SOURCE DOCUMENT →
────

# Clock repair for 63/64 Impala



## joe64ss

I fixed the clock in my 64 SS.

You need to pull it out of the dash and pull it apart (you can figure that out depending on your vehicle and clock).

Look at the points on the clock (yes points like a distributor)

Take a piece of sandpaper or a small file and clean off both of the contact points of the points (no pun intended)

Carefully spray the shafts and any rotating areas of the clock mechanism you see with WD-40 (use care not to spray it on everything)

Move the little teeth that hold the gear in place (like a ratchet) so the points are closed and touching each other.

Reassmble the clock and test it on a battery or a charger with + hooked up to the terminal and the body of the clock hooked up to ground.

It should make a "click" then start ticking. Then disconnect the wires, let the clock tick until it stops, then put it back in the car. Make sure you have 12 volts at the clock terminal. Plug it in, it should "click" then start ticking and keep on going...

Good luck.


----------



## pink63impala

:0 ill try it :biggrin:


----------



## GALLO 59

worked for mine  that clock never worked since i got my impala, now that i did that its good, accurate to the second too. thanks


----------



## slo

Good info. I'm do that to my 64. And gonna try it on my bomb are if its the same.


----------



## joe64ss

Nice - Let's keep this post somewhere accessable. How about it?


----------



## Pepper

good lookin out homie. cant wait to try it on my 63! :thumbsup:


----------



## joe64ss

My clock is still ticking...


----------



## GALLO 59

mine stopped ticking after about 36 hours. but then when i bang on the side of it it comes back on. the wire is on good on the back, could it be the inside?


----------



## impala_631

nice, ill check it out


----------



## junbug29s

wow...thanks....that was the only thing not working in my ride...gonna try it!


----------



## joe64ss

> *mine stopped ticking after about 36 hours. but then when i bang on the side of it it comes back on. the wire is on good on the back, could it be the inside?*


Try lubing it again if it stops. I know if they are totally shot, they will not work very long after. I would file the points down again and check that you have good ground and good power at the fuse block. I got lucky and hopefully most of you will too!


----------



## BLVDCRUISER

lol ill get on that.. mine was "just for looks"


----------



## slo

> _Originally posted by joe64ss_@May 3 2007, 09:50 AM~7826464
> *Nice - Let's keep this post somewhere accessable. How about it?
> *


 :cheesy:


----------



## joe64ss

Bump


----------



## joe64ss

Bump again! :cheesy:


----------



## C h e v r o l e t I m p a l a s

:cheesy:


----------



## SUNNYD

:thumbsup:


----------



## Crenshaw's Finest

for those that are too lazy....
http://www.redlinegaugeworks.com/


----------



## joe64ss

I like the price of $0 and a little work as opposed to being too lazy and giving away my hard earned dough...


----------



## j63impala

hell yea good post.........got mine in the 63 workin in about 15 min (excluding the time to take the dash off)


----------



## JSpot69

I will try it soon!! Thx for the info!

────

PROVIDED MATERIAL →

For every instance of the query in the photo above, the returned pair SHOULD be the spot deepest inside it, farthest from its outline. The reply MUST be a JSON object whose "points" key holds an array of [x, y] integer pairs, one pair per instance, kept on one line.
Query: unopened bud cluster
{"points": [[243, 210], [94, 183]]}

────

Repeat the clock repair thread word for word, from "You need to" up to and including "like a distributor)". The lines are separate material and are not part of the clock repair thread.

You need to pull it out of the dash and pull it apart (you can figure that out depending on your vehicle and clock).

Look at the points on the clock (yes points like a distributor)